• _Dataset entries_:
□ □ □ □ □

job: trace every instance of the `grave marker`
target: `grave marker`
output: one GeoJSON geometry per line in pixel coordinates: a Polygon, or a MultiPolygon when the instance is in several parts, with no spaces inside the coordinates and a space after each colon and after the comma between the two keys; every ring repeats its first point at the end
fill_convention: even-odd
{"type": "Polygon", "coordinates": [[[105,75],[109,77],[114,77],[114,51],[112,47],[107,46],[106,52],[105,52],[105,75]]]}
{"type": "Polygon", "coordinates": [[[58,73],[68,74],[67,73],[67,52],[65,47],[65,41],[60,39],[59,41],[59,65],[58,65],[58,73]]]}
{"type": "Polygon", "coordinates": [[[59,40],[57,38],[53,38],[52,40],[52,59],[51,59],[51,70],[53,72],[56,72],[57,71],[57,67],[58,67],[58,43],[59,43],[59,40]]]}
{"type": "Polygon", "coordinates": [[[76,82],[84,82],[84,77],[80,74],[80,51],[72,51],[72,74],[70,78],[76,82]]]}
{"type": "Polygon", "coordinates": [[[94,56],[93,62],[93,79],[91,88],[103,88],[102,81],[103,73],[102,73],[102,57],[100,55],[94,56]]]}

□ □ □ □ □

• _Given problem_: Write out the dataset entries above line for line, with no changes.

• _The completed task_:
job: trace every instance of the `grave marker`
target: `grave marker`
output: one GeoJSON geometry per line in pixel coordinates: a Polygon, or a MultiPolygon when the instance is in several parts, with no spaces inside the coordinates and a space after each colon and after the comma between the two keys; every ring repeats its first point at the end
fill_convention: even-odd
{"type": "Polygon", "coordinates": [[[105,75],[109,77],[114,77],[114,51],[112,47],[107,46],[106,52],[105,52],[105,75]]]}
{"type": "Polygon", "coordinates": [[[58,73],[68,74],[67,73],[67,52],[65,47],[65,41],[60,39],[59,41],[59,65],[58,65],[58,73]]]}
{"type": "Polygon", "coordinates": [[[59,40],[57,38],[53,38],[52,40],[52,59],[51,59],[51,70],[53,72],[56,72],[57,71],[57,67],[58,67],[58,43],[59,43],[59,40]]]}
{"type": "Polygon", "coordinates": [[[76,82],[84,82],[84,77],[80,74],[80,51],[72,51],[72,74],[70,78],[76,82]]]}
{"type": "Polygon", "coordinates": [[[94,56],[93,62],[93,79],[91,88],[103,88],[102,81],[103,73],[102,73],[102,57],[100,55],[94,56]]]}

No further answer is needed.